[BEGIN SUPPLIED MATERIAL]
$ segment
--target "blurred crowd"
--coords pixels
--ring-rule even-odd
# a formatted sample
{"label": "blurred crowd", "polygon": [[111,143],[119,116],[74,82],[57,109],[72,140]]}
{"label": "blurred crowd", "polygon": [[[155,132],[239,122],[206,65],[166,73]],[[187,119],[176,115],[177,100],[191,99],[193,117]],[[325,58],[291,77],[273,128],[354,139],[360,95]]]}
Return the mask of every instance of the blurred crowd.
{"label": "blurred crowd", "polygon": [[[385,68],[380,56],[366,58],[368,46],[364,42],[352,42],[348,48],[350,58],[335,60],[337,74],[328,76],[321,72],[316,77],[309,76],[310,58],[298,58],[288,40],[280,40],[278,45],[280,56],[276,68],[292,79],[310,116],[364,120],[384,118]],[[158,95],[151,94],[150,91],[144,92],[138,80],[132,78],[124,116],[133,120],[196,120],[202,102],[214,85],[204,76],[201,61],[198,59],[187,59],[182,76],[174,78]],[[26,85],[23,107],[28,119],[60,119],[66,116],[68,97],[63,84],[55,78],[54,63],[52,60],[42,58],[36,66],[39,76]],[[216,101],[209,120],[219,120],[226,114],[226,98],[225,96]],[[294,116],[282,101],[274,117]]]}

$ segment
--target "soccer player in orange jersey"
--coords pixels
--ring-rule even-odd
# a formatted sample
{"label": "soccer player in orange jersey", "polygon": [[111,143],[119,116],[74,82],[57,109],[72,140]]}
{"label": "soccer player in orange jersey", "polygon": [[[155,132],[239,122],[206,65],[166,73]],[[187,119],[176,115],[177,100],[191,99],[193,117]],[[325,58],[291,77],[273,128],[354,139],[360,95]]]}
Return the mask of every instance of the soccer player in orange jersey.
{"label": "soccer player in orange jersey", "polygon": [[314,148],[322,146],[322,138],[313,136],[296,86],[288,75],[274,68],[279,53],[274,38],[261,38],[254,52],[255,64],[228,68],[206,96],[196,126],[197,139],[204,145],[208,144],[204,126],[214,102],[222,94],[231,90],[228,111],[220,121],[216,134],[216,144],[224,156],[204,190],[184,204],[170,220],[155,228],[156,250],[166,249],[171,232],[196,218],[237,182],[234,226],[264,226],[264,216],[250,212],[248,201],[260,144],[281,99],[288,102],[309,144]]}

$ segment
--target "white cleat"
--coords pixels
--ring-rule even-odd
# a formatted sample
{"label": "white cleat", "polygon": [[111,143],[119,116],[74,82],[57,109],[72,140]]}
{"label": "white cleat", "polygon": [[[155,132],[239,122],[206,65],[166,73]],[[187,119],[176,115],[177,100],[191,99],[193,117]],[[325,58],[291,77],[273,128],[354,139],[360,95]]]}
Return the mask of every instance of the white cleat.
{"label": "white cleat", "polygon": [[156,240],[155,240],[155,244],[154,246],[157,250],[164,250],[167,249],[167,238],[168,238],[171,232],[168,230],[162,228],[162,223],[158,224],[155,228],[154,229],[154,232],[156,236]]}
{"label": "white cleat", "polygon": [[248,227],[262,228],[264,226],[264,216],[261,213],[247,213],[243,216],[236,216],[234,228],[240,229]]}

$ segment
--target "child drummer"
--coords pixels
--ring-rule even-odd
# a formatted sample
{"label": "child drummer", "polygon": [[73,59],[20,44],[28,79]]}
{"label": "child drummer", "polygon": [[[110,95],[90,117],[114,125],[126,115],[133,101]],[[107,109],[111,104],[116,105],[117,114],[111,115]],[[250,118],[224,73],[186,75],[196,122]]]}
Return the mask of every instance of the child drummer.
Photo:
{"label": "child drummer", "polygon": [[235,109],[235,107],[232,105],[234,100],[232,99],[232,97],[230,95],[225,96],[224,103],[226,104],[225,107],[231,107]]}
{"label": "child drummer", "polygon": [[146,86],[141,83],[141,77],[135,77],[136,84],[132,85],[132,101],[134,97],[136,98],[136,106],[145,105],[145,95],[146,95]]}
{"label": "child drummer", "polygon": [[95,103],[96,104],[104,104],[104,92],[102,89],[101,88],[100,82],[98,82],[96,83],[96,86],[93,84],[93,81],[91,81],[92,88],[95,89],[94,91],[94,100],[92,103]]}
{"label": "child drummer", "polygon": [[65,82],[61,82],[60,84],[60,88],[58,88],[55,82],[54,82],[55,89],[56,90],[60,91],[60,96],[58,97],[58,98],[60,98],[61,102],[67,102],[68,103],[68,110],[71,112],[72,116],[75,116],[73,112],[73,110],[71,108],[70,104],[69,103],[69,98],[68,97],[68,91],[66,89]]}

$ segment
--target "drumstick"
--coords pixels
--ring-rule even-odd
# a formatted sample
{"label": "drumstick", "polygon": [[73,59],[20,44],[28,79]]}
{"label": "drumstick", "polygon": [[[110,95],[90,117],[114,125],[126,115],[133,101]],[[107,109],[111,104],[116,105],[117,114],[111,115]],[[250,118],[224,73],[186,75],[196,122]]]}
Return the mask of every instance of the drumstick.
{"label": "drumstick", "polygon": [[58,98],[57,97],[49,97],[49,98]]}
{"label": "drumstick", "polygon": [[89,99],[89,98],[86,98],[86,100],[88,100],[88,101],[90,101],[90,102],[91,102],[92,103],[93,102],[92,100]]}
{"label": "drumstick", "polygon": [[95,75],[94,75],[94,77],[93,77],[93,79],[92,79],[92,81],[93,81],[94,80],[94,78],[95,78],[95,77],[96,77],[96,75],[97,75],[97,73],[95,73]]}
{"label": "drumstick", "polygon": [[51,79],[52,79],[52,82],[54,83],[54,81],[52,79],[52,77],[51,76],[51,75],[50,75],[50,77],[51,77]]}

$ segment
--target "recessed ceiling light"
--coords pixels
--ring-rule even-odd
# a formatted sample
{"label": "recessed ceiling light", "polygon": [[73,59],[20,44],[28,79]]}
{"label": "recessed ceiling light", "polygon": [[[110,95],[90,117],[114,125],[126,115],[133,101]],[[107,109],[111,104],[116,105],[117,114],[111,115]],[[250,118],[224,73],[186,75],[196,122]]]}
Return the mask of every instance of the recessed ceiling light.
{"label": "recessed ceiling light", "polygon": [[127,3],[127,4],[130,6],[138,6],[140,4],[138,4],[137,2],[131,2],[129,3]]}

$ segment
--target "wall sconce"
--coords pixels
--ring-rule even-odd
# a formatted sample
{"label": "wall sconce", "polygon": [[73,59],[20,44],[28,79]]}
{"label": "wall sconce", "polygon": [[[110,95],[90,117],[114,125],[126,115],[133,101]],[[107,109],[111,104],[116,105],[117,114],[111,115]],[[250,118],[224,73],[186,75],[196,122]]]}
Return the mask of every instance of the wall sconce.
[END SUPPLIED MATERIAL]
GIVEN PROBLEM: Could you output each line of the material, from its very first line through the line containing "Return the mask of every instance of the blurred", as a JSON list of strings, one string per line, leaving out blank lines?

RESPONSE:
[
  "$ segment",
  "--target \"blurred crowd\"",
  "--coords pixels",
  "--ring-rule even-odd",
  "# a formatted sample",
  "{\"label\": \"blurred crowd\", \"polygon\": [[111,143],[119,116],[74,82],[57,109],[72,140]]}",
  "{\"label\": \"blurred crowd\", \"polygon\": [[[155,132],[239,122],[206,65],[166,73]],[[187,119],[176,115],[177,100],[191,99],[193,117]],[[325,58],[291,77],[273,128],[354,139],[360,95]]]}",
  "Return the mask of every instance of the blurred crowd."
]